> [GOAL OF THE EXERCISE]:
Starting with the first line, transcribe the material exactly through to the last.

━━━ RECORDS FOR THE EXERCISE ━━━

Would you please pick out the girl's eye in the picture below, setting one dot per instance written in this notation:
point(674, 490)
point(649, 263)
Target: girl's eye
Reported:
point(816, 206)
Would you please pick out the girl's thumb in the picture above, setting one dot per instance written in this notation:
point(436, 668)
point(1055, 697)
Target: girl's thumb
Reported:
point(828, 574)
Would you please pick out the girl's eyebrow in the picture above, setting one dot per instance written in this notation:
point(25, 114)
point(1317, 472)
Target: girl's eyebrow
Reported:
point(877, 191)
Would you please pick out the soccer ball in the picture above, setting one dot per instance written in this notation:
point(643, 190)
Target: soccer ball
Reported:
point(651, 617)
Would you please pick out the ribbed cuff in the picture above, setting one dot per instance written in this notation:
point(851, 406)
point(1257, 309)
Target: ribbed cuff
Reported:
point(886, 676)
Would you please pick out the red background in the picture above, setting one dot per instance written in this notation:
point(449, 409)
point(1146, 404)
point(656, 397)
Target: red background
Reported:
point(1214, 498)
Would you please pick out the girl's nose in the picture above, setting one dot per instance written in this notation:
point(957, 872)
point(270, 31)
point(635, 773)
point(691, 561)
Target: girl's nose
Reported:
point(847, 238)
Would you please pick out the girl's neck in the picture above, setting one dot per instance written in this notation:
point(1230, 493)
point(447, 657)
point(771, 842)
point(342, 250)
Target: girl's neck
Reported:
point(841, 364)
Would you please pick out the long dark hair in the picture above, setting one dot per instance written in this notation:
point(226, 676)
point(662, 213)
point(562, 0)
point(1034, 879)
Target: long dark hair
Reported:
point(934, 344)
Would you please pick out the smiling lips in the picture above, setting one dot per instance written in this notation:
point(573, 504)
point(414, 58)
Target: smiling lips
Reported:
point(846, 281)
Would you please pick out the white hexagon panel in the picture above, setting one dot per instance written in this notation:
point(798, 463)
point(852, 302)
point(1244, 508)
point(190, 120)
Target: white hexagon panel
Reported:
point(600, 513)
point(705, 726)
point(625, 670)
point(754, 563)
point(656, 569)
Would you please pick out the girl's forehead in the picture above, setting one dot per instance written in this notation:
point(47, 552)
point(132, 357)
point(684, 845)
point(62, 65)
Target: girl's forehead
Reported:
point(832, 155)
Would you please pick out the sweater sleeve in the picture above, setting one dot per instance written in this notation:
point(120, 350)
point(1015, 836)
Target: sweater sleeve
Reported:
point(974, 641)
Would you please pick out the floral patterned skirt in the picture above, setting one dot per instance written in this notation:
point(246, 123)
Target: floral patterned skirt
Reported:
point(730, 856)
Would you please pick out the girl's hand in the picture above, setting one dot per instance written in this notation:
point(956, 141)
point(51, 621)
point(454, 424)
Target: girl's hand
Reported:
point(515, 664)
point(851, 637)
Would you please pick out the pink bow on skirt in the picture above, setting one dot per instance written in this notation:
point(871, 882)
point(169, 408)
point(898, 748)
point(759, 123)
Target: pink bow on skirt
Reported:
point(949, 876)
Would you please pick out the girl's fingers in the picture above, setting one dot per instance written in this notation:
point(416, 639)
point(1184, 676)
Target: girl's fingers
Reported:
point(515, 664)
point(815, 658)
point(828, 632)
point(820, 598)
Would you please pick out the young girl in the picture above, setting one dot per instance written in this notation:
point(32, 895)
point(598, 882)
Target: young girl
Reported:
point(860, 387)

━━━

> [FINAL ANSWER]:
Would you please pick out the girl's eye in the picture below, setting one dot per instance written in this notation:
point(674, 490)
point(649, 263)
Target: girl's eye
Reported:
point(816, 206)
Would you please pick out the girl's thumb in the picture above, setting one dot per instance written in this notation:
point(436, 668)
point(1055, 697)
Target: girl's thumb
Reported:
point(828, 574)
Would you please pick out the girl's eyebrow in the picture above, setting one dot per instance written in this notation:
point(25, 114)
point(1317, 472)
Target: girl's eyebrow
Reported:
point(877, 191)
Would you please pick out the soccer ball in the picture above, setting one dot per instance written in this notation:
point(643, 190)
Target: soccer ball
Reported:
point(651, 617)
Would you please pick out the ribbed cuff in the picture above, setting one dot per instance written in this notation:
point(851, 406)
point(1257, 309)
Target: ribbed cuff
Reported:
point(886, 676)
Would you please pick out the red background in the picture above, setting one dot per instance written in this notation:
point(449, 409)
point(1146, 404)
point(656, 397)
Target: red background
Reported:
point(1214, 498)
Would you please pick out the girl's nose in the picture above, setting one dot per instance written in this notation:
point(957, 872)
point(270, 31)
point(635, 773)
point(691, 561)
Target: girl's nose
Reported:
point(847, 238)
Would you please pick out the girl's neck in the picture above, setting one dot per instance written in this notation:
point(1230, 493)
point(447, 657)
point(771, 842)
point(342, 250)
Target: girl's neck
Reported:
point(841, 364)
Would you please pick out the long dark hair in the picture above, setting one dot per instance written in this notation:
point(226, 676)
point(662, 213)
point(562, 0)
point(1034, 879)
Target: long dark hair
Reported:
point(934, 344)
Would you please pick out the smiling lips in the picture above, setting one dot per instance written in this notation:
point(573, 504)
point(414, 58)
Target: smiling lips
Reported:
point(846, 281)
Would you please pick out the white hexagon panel in the picture above, setting one dot per instance written in this notation:
point(798, 463)
point(852, 302)
point(1244, 508)
point(190, 120)
Target: white hexagon panel
Reported:
point(600, 513)
point(705, 726)
point(625, 670)
point(754, 563)
point(656, 569)
Would you please pick out the girl's forehead in the picture above, setting one dot per instance written in this notation:
point(47, 552)
point(132, 357)
point(684, 845)
point(62, 65)
Target: girl's forehead
Reported:
point(832, 155)
Would you please pick out the sweater sleeve in the picture above, setting one dot per instance written in this notation:
point(120, 350)
point(1015, 836)
Target: sweater sleeve
Reported:
point(974, 641)
Would you please pick out the floral patterned skirt in the picture above, setting one dot per instance written in this notation:
point(246, 123)
Target: floral patterned skirt
Reported:
point(730, 856)
Would you please pick out the girl's hand in the picture above, setting one dot per instance written in this notation:
point(956, 141)
point(51, 621)
point(454, 424)
Target: girl's hand
Reported:
point(515, 664)
point(851, 637)
Would you please pick out the pink bow on skirt in the picture above, setting one dot per instance written in this notation:
point(871, 882)
point(169, 408)
point(898, 748)
point(759, 123)
Target: pink bow on skirt
Reported:
point(949, 876)
Would you please pick out the girl's fingers in the picture above, setting one dot per instance written in this notation:
point(416, 639)
point(1184, 676)
Target: girl's fingers
Reported:
point(515, 664)
point(815, 658)
point(828, 632)
point(820, 598)
Would you please pick out the young girl in the picture above, setting one dot per instance written in this notation:
point(32, 895)
point(598, 882)
Target: young girl
Reported:
point(860, 387)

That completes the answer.